▸ Do this:
Copy out each of the lines below word for word.

Saved entries
───

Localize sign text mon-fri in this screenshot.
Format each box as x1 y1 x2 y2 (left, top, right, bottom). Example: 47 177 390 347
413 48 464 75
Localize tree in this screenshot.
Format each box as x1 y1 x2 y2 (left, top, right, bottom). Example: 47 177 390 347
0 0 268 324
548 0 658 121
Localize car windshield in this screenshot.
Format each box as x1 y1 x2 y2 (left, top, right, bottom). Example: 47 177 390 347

───

▸ Finished exercise:
Localize sign text mon-fri in this screenshot.
Format each box as x1 y1 x2 y2 (left, top, right, bottom). Example: 47 177 390 347
413 48 464 75
Localize tree in this screenshot.
Format each box as x1 y1 x2 y2 (left, top, right, bottom). Example: 47 177 390 347
0 0 268 324
548 0 658 121
Localize car windshield in this screenshot.
Format each box as x1 y1 x2 y2 (left, top, right, bottom). Example: 47 177 390 347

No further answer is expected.